- _THE REQUEST_
Lay out the lines below, from the first line through the line containing "POLYGON ((78 104, 82", as a JSON list of strings with one string per line. Leave out blank lines.

________________________

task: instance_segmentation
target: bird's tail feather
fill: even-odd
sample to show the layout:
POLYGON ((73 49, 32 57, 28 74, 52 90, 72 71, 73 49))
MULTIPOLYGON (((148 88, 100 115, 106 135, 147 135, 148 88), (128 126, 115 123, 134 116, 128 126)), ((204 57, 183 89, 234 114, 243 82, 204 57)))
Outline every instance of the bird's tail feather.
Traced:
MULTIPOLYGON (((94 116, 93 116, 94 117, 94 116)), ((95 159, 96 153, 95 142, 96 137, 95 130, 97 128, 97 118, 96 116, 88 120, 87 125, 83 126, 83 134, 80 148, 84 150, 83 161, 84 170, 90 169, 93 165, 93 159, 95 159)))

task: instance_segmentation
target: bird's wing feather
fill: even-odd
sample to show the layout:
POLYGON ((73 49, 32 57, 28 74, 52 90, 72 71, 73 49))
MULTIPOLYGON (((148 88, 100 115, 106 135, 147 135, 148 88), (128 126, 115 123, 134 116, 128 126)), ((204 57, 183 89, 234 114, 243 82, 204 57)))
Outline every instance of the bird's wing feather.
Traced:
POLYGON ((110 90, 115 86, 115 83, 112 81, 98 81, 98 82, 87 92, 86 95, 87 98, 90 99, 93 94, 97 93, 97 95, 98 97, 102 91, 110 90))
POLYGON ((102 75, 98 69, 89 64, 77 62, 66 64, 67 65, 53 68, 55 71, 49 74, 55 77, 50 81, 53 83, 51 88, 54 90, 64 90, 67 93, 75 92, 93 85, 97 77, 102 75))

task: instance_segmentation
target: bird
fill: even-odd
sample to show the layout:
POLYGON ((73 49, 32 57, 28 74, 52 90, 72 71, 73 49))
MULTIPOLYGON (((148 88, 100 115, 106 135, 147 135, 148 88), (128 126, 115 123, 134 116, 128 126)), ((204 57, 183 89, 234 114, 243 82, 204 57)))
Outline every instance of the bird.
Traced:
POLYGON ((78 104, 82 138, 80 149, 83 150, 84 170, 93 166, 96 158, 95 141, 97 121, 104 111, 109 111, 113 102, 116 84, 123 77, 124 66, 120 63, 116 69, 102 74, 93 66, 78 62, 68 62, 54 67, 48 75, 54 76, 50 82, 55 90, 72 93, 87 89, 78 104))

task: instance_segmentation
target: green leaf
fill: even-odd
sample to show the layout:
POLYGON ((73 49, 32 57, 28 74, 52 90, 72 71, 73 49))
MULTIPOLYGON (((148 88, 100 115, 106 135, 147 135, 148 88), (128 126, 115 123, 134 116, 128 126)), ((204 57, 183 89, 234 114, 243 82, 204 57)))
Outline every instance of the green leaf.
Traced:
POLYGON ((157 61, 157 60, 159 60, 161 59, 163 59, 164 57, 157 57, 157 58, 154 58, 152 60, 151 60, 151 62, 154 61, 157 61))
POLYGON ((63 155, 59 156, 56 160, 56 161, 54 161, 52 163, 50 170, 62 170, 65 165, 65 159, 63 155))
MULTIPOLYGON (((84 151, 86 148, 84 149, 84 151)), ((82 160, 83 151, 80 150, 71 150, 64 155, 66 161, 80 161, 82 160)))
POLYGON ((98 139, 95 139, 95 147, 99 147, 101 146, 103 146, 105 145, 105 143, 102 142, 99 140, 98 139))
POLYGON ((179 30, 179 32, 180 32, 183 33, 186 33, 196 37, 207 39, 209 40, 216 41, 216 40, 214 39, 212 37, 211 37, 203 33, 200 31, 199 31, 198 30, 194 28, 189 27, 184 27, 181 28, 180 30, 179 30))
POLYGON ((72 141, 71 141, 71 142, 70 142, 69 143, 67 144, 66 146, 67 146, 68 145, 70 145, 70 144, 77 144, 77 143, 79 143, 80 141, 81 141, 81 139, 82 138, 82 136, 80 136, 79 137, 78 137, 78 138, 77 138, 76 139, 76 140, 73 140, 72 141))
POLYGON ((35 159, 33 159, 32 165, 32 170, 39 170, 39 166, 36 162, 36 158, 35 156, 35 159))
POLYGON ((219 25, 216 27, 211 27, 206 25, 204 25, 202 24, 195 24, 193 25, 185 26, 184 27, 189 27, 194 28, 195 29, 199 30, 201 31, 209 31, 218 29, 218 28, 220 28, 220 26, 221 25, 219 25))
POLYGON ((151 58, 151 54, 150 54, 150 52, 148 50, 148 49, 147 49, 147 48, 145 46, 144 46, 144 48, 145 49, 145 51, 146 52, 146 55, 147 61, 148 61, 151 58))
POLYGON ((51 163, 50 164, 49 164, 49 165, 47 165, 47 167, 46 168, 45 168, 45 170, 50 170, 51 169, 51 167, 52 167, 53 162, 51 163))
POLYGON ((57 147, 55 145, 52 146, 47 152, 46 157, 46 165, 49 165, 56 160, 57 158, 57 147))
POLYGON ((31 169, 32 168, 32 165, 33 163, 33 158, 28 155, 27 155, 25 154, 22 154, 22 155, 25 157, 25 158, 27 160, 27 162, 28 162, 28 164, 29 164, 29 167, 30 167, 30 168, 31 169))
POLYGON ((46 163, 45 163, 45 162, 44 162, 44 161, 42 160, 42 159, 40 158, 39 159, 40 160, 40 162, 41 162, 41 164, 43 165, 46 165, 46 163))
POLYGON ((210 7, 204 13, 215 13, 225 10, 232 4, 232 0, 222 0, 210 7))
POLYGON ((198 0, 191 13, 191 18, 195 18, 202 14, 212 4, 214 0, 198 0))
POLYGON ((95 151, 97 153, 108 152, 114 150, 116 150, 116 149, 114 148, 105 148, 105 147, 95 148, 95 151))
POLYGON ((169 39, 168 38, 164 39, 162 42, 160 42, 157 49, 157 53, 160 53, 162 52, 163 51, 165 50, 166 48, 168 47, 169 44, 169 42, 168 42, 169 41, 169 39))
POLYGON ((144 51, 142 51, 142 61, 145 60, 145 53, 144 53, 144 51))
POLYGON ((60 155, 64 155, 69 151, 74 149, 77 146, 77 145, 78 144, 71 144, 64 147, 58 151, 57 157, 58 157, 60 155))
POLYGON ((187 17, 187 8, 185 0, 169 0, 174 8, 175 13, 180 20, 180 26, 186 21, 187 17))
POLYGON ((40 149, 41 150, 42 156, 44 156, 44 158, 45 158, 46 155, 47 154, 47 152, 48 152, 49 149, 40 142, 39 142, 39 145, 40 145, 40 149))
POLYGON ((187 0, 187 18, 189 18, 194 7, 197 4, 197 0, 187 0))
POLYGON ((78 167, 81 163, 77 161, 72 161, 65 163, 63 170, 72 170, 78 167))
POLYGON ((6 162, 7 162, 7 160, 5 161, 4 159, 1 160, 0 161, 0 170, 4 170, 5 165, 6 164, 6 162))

________________________

- _FINAL ANSWER_
[
  "task: instance_segmentation",
  "target: bird's tail feather",
  "fill: even-odd",
  "sample to show the layout:",
  "POLYGON ((73 49, 32 57, 28 74, 52 90, 72 71, 73 49))",
  "MULTIPOLYGON (((148 88, 100 115, 106 135, 147 135, 148 88), (128 126, 115 123, 134 116, 128 126)), ((204 57, 183 89, 234 114, 243 82, 204 57)))",
  "Outline every instance of the bird's tail feather.",
  "Traced:",
  "MULTIPOLYGON (((94 116, 93 116, 94 117, 94 116)), ((95 159, 96 153, 95 142, 96 137, 95 130, 97 128, 97 118, 96 116, 88 120, 87 125, 83 126, 83 134, 80 148, 84 150, 83 161, 84 170, 90 169, 93 165, 93 159, 95 159)))",
  "task: instance_segmentation",
  "target: bird's wing feather",
  "fill: even-odd",
  "sample to show the layout:",
  "POLYGON ((73 49, 32 57, 28 74, 52 90, 72 71, 73 49))",
  "MULTIPOLYGON (((148 88, 100 115, 106 135, 147 135, 148 88), (128 126, 115 123, 134 116, 128 126)), ((204 57, 183 89, 234 114, 243 82, 204 57)))",
  "Outline every instance of the bird's wing feather.",
  "Traced:",
  "POLYGON ((110 90, 115 86, 115 83, 112 81, 98 81, 98 82, 87 92, 86 95, 87 98, 90 99, 93 94, 97 93, 97 95, 98 97, 102 91, 110 90))",
  "POLYGON ((102 75, 98 69, 89 64, 77 62, 66 64, 67 65, 53 68, 55 71, 49 74, 55 77, 50 81, 53 83, 51 88, 54 90, 64 90, 67 93, 75 92, 93 85, 97 77, 102 75))",
  "task: instance_segmentation",
  "target: bird",
  "fill: even-odd",
  "sample to show the layout:",
  "POLYGON ((73 49, 32 57, 28 74, 52 90, 72 71, 73 49))",
  "MULTIPOLYGON (((148 88, 100 115, 106 135, 147 135, 148 88), (128 126, 115 123, 134 116, 128 126)), ((204 57, 183 89, 234 114, 243 82, 204 57)))",
  "Outline every instance of the bird.",
  "Traced:",
  "POLYGON ((78 104, 82 138, 80 149, 83 150, 84 170, 93 166, 96 158, 95 141, 97 121, 104 111, 109 111, 113 102, 116 84, 123 77, 124 66, 120 63, 116 69, 102 74, 93 66, 78 62, 68 62, 54 67, 48 75, 54 76, 50 82, 55 90, 72 93, 87 89, 78 104))"
]